Task prompt >> Emit a verbatim copy of the lines running from the line with "outline leather belt" through the end of the material below.

Collection entries >>
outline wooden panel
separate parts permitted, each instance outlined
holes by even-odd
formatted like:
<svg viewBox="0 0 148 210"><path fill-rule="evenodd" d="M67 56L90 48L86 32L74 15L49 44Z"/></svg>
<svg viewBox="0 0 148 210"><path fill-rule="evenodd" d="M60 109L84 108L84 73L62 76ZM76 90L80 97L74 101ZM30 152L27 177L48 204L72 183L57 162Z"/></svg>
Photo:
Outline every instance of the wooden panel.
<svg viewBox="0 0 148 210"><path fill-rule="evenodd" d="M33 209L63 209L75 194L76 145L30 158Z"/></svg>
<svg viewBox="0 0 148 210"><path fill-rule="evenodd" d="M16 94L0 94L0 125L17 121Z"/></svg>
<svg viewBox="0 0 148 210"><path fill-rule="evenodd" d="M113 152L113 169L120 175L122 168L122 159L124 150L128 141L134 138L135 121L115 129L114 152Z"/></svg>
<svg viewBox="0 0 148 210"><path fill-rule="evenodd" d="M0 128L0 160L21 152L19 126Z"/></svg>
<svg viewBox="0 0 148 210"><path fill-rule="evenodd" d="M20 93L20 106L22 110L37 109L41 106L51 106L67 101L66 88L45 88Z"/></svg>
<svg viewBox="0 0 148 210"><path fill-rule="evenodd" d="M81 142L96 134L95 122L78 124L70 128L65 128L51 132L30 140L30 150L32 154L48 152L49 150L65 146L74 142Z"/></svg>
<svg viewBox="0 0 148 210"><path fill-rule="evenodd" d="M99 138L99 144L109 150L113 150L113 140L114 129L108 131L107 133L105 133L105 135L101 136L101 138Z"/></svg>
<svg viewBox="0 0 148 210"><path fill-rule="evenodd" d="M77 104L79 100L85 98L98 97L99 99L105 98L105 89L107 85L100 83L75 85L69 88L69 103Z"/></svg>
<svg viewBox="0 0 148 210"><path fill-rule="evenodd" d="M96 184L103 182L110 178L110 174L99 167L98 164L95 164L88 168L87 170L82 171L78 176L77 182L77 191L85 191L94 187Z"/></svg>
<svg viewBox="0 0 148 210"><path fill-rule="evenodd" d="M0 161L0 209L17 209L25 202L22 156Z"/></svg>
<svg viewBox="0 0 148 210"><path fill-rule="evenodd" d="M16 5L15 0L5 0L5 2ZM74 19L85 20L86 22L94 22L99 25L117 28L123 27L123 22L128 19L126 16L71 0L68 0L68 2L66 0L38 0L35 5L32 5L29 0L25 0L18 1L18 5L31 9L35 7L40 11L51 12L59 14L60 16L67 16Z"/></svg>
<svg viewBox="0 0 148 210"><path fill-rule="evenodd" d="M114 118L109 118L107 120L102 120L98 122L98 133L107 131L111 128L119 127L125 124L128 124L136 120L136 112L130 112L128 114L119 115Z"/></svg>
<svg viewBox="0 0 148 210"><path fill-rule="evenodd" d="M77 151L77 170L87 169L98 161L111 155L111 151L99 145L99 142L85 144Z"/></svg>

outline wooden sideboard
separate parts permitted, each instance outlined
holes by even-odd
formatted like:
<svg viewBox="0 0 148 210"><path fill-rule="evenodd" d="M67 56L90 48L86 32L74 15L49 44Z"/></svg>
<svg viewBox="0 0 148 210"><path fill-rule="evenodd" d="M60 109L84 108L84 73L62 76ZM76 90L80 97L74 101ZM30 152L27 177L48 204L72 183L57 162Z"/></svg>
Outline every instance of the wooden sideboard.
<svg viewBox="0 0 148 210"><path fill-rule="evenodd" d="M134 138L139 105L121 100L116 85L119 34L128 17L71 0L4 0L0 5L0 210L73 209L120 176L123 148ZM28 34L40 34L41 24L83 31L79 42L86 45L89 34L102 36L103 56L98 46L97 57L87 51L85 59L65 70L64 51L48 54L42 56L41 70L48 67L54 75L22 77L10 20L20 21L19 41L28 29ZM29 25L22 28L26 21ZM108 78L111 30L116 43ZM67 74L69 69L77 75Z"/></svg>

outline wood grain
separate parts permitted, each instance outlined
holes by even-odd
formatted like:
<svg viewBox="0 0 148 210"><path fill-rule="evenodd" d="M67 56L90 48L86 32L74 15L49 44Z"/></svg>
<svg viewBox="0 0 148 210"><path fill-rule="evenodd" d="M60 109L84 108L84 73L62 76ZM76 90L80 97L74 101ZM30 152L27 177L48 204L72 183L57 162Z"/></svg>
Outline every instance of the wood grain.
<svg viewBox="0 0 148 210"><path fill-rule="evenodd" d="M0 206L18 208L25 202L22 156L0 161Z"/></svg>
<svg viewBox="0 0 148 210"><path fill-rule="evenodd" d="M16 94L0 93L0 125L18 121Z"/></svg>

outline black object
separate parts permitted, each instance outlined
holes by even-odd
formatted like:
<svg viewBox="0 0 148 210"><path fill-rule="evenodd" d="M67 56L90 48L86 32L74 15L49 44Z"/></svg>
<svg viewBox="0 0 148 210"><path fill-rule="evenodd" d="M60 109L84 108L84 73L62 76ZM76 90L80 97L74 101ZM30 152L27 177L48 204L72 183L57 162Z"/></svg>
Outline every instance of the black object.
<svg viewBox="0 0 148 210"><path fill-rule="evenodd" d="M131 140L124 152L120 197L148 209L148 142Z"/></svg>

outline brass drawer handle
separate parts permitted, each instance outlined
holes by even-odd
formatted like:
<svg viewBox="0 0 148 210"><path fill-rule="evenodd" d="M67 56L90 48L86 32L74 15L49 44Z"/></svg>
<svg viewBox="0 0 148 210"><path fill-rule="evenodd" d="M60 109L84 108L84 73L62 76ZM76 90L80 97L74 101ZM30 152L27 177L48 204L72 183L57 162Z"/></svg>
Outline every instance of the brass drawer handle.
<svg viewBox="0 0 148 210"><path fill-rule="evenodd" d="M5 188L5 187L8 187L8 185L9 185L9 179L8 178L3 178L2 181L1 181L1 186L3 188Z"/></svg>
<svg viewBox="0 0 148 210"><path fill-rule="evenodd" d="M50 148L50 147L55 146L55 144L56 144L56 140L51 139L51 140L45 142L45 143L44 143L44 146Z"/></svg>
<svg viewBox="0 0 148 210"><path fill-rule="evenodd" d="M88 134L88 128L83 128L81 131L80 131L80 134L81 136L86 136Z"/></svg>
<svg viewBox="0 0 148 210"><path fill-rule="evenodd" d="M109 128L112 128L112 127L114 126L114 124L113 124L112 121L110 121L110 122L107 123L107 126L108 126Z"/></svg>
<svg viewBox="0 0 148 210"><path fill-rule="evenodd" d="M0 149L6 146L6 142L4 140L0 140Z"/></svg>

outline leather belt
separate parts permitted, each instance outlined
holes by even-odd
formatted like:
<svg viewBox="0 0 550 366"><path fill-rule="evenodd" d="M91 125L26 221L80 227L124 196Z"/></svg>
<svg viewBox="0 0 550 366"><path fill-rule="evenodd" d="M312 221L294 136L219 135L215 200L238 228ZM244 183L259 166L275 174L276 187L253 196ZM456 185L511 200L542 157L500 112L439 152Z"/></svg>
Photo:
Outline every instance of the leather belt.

Result of the exercise >>
outline leather belt
separate parts permitted, each instance outlined
holes by even-odd
formatted like:
<svg viewBox="0 0 550 366"><path fill-rule="evenodd" d="M91 125L26 221L80 227L124 196Z"/></svg>
<svg viewBox="0 0 550 366"><path fill-rule="evenodd" d="M312 221L294 136L219 135L215 200L238 228ZM244 183L259 166L275 174L276 187L253 196ZM456 185L511 200L542 157L500 112L439 152Z"/></svg>
Photo:
Outline every instance of the leather belt.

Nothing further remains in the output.